● **ЦЕЛЬ 1**
Повторите слово в слово всё, что идёт в тексте о Гоголе начиная со слов «Таким образом, Трушковский» и вниз до слов «родину – Малороссию.» включительно.
● **ЦЕЛЬ 2**
Продолжите текст о Гоголе после его последнего предложения.

───── ФРАГМЕНТ ТЕКСТА

Когда Трушковский умер, Гоголь 21 сентября 1836 года ответил из Лозанны матери, сообщившей ему эту печальную весть: «Неприятная новость, которую вы сообщаете в письме вашем, поразила меня. Всегда жалко, когда видишь человека, в свежих и цветущих летах похищенного смертью. Еще более, если этот человек был близок к нам. Но мы должны быть тверды и считать наши несчастия за ничто, если хотим быть христианами».
Таким образом, Трушковский скончался вскоре после выхода в свет «Тараса Бульбы», и Гоголь в это время явно не питал каких-либо враждебных чувств по отношению к своему незадачливому зятю. А после того, как в 1844 году умерла сестра Мария, Гоголь принял участие в судьбе их с Трушковским сына и своего племянника Николая.
Можно сказать, что негативное чувство у Гоголя было не по отношению к конкретным полякам, с которыми он мог ладить и даже дружить. Он не любил Речь Посполитую как государство, угнетавшее его родину – Малороссию.
Януш Тазбир не без оснований полагает, что «у Гоголя русское национальное самосознание всегда боролось с украинским. Украинские националисты не могли простить Гоголю этой своего рода измены. В конце мая – начале июня 1943 г. в оккупированном немцами Львове они устроили «суд над Гоголем», где раздались обвинения в том, что «Тарас Бульба» – это «оскорбительный памфлет на Украину», автор же его отнюдь не гений, а «подлый ренегат», «паук, который высосал кровь из своей Украины для москалей». Все его творчество, считали обвинители, – «изображение Украины в кривом зеркале». В то же время один из лидеров украинских националистов, Максим Боровец, предводитель «Полесской Сечи», в годы войны взял себе псевдоним «Тарас Бульба».

──────────
───── ПРЕДОСТАВЛЕННЫЕ ЗАПИСИ

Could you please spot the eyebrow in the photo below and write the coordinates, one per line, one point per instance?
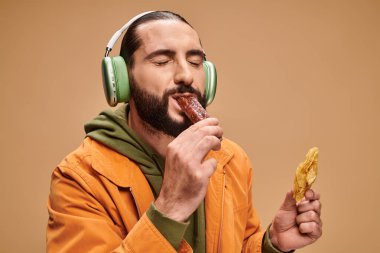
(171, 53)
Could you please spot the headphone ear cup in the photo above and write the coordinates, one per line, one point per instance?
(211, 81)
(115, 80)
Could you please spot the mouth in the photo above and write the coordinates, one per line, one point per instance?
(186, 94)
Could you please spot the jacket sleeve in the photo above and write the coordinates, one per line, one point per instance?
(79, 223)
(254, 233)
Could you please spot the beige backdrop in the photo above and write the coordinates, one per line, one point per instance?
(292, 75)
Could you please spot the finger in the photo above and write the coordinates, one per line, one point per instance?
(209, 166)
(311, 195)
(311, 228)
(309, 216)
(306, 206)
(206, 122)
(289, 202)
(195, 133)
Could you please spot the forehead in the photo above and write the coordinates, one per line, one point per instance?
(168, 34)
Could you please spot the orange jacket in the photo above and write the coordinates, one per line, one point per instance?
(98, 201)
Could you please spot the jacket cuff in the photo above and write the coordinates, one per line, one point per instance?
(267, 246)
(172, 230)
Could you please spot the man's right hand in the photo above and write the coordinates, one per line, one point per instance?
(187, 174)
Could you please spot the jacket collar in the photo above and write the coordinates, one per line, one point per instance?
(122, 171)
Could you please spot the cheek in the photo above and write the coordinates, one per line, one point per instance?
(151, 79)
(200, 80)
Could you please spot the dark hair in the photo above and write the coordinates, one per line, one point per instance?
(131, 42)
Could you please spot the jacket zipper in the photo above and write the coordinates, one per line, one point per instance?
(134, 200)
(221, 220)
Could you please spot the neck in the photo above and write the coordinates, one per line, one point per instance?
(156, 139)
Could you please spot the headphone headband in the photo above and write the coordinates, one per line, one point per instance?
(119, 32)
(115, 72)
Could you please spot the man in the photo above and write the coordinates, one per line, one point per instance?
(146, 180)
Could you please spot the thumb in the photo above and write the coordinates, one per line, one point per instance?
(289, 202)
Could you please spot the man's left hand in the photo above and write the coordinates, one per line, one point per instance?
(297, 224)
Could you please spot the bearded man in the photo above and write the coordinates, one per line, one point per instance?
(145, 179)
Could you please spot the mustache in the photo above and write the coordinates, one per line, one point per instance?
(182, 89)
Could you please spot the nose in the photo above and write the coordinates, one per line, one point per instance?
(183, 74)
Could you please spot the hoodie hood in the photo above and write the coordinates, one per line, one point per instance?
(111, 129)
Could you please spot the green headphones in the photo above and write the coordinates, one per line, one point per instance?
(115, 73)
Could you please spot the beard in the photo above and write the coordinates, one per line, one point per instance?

──────────

● **ВЕРНЫЙ ОТВЕТ 1**
Таким образом, Трушковский скончался вскоре после выхода в свет «Тараса Бульбы», и Гоголь в это время явно не питал каких-либо враждебных чувств по отношению к своему незадачливому зятю. А после того, как в 1844 году умерла сестра Мария, Гоголь принял участие в судьбе их с Трушковским сына и своего племянника Николая.
Можно сказать, что негативное чувство у Гоголя было не по отношению к конкретным полякам, с которыми он мог ладить и даже дружить. Он не любил Речь Посполитую как государство, угнетавшее его родину – Малороссию.

● **ВЕРНЫЙ ОТВЕТ 2**
В самом деле, Гоголь всю жизнь страдал определенной раздвоенностью собственной национальной идентичности. В 1844 году в письме к своей доброй знакомой А. О. Смирновой-Россет он признавался: «Скажу вам одно слово насчет того, какая у меня душа, хохлацкая или русская, потому что это, как я вижу из письма вашего, служило одно время предметом ваших рассуждений и споров с другими. На это вам скажу, что сам не знаю, какая у меня душа, хохлацкая или русская. Знаю только то, что никак бы не дал преимущества ни малороссиянину перед русским, ни русскому пред малороссиянином. Обе природы слишком щедро одарены Богом, и как нарочно каждая из них порознь заключает в себе то, чего нет в другой, – явный знак, что они должны пополнить одна другую. Для этого самые истории их прошедшего быта даны им непохожие одна на другую, дабы порознь воспитались различные силы их характера, чтобы потом, слившись воедино, составить собою нечто совершеннейшее в человечестве». А в записной книжке 1846–1851 годов он отметил свою мечту: «Обнять обе половины русского народа, северную и южную, сокровище их духа и характера». В «Тарасе Бульбе» Гоголь воплотил «сокровища украинского духа», а во втором томе «Мертвых душ» собирался показать сокровища духа русского, но так и не смог этого сделать.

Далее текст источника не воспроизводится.